• _DOCUMENT_:
'''

# Is there much of a difference between a Smith 1911 and other more expensive 1911's?



## roadkingjim (Apr 9, 2007)

I purchased a Smith a couple of months ago. My first 1911. I've run about 500 rounds of white box Winchester thru it so far without a hitch. I wouldn't know the difference between an ED Brown or a Wilson or any others cause I haven't had the opportunity to shoot one. Hope to some day. I like the gun. I've had to concentrate on my trigger squeeze a little more than my 229 or 686, but now I seem to be on at 15 yards, which I usually shoot at. I've been told the trigger is crisp and the safety seems to click well according to my friend who is the range master at our range. Any other comments on this gun. I might be in the market for another 1911 if I can find a deal on one. Maybe a Wilson or a Les Bear if there is that much of a difference against my Smith.


----------



## Dsig1 (Dec 23, 2007)

I depends on the Smith model. Most modern or new Smith 1911's are in the same price range as Kimbers and Colts. $700 - $1000. If you are looking for a smooth target gun, go with Kimber. I wouldn't jump up to Wilson or Les B. unless I was in competition or collecting.


----------



## roadkingjim (Apr 9, 2007)

*Thanks*

It's the 108082 model. I'm not planing any competition at this time but you never know. I paid a grand for this 1911 so the money wasn't the issue but I might want to get another gun just to have and a Kimber might be a consideration.


----------



## ratrodfink (Dec 29, 2008)

roadkingjim said:


> It's the 108082 model. I'm not planing any competition at this time but you never know. I paid a grand for this 1911 so the money wasn't the issue but I might want to get another gun just to have and a Kimber might be a consideration.


Kimber is a great choice.


----------

'''

• _AVAILABLE DATA_:

'''

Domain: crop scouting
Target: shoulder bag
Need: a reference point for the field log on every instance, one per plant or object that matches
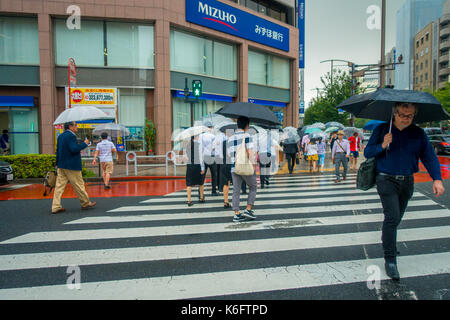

'''

• _TO BE DONE_:
1) List every username that posts in the 1911 thread.
2) In the 1911 thread, what model number does roadkingjim give for his Smith?
3) Rewrite the 1911 thread from "## Dsig1 (Dec" up to and including "competition or collecting.", swapping "competition" for "matches".
The material has no connection to the 1911 thread.

• _OUTPUTS IN ORDER_:
1) roadkingjim, Dsig1, ratrodfink

2) 108082

3)
## Dsig1 (Dec 23, 2007)

I depends on the Smith model. Most modern or new Smith 1911's are in the same price range as Kimbers and Colts. $700 - $1000. If you are looking for a smooth target gun, go with Kimber. I wouldn't jump up to Wilson or Les B. unless I was in matches or collecting.